Av. ENDER DEDEAĞAÇ
Yargıtay 11 HD 26.12.2016 gün ve 2016/6289 E
2016/9804 K sayılı kararını (Kararara.com) incelediğimde, söz konusu kararın
HMK da yer alan hükümlerle bağdaşmadığını gördüm. Bu nedenle de bu yazıyı
sizlerle paylaşmak gereğini, hissettim.
Söz konusu karara göre, hukukçular tarafından
hazırlanmış olan “hukuki mütalaa” uzman görüşü olarak kabul edilmelidir. Buna
katılmak mümkün değildir.
Uzman görüşü, ilk kez HMK 293 maddesinde düzenlenmiştir.
Söz konusu maddenin gerekçesine baktığımızda, “Uzman görüşüne başvurulması
bilirkişilikten farklıdır. Gerekli hallerde bilirkişiye başvurulmasına mahkeme
kendiliğinden veya talep üzerine karar verebilir. Ancak, tarafların bilirkişi
dışında uzmanından bilimsel nitelikli görüş almaları mümkündür. Böylelikle özel
ve teknik konularda da tarafların uzman görüşünden yararlanmaları ve iddia veya
savunmalarını bu görüşlerle desteklemeleri mümkün olacaktır.” İfadesinin yer
aldığını görmekteyiz.
Madde gerekçesinden açıkça anlaşıldığı gibi, “özel
ve teknik konularda” görüş bildirecektir. Bu durumda, sorulması gereken soru,
bir uyuşmazlık konusunun tamamı yada bir bölümü, için hukuki görüş/mütalaa,
özel ve teknik bir konuyu mu oluşturmaktadır?. Hukuki görüş içeriğinde yer alan
açıklamaları, mahkemenin “çözümü hukuk dışında, özel ve teknik bilgiyi
gerektiren” hallerden sayması mümkün mü?. Diğer bir anlatımla, söz konusu
hukuki mütalaa içinde yer alan, bilgiler, yargılamayı yapan hakim tarafından HMK 266 maddesinde ifade edilen “Hakimlik mesleğinin
gerektirdiği genel ve hukuki bilgi ile çözümlenmesi mümkün olan konular…” dışında
kaldığını mı kabul edilmektedir?
Acaba yasa koyucunun madde gerekçesinde,
”..tarafların bilirkişi dışında uzmanından bilimsel nitelikli görüş almaları…”

## Görev 1
Uzman görüşü yazısına göre uzman görüşü ilk kez hangi maddede düzenlenmiştir?
## Görev 2
Uzman görüşü yazısında "Söz konusu karara" sözlerinden "293 maddesinde düzenlenmiştir." sözlerine kadar olan her şeyi olduğu gibi yazın.
Satırlara bakmanıza gerek yok.

## Verilen satırlar
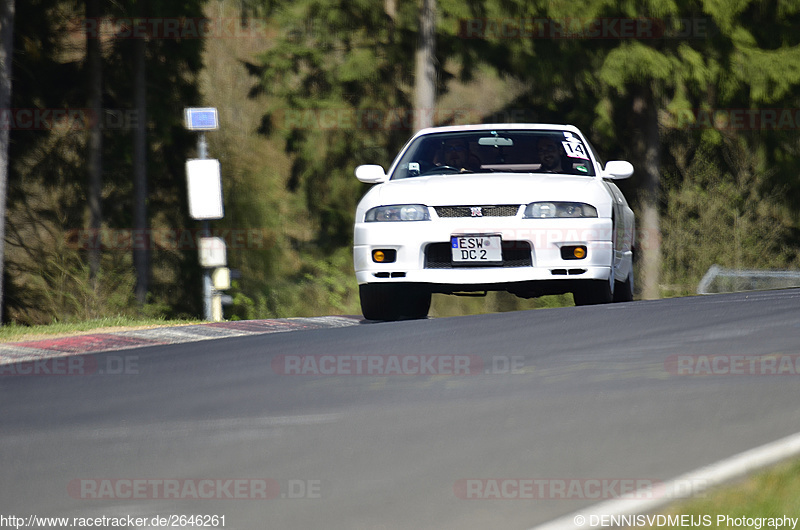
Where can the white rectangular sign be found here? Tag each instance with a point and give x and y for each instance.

==

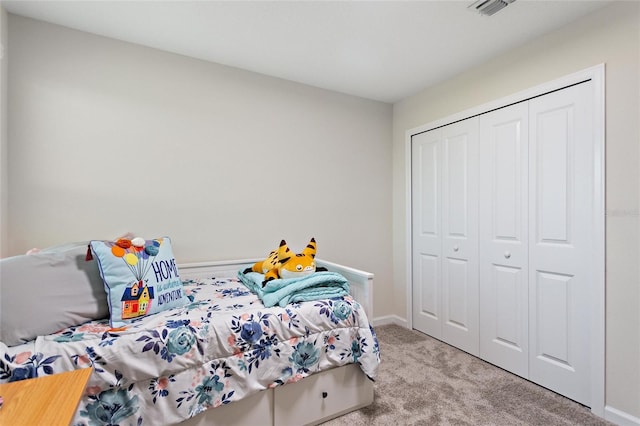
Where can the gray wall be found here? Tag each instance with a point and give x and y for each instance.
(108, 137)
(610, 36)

## Son cevap 1
HMK 293. maddesinde.

## Son cevap 2
Söz konusu karara göre, hukukçular tarafından
hazırlanmış olan “hukuki mütalaa” uzman görüşü olarak kabul edilmelidir. Buna
katılmak mümkün değildir.
Uzman görüşü, ilk kez HMK 293 maddesinde düzenlenmiştir.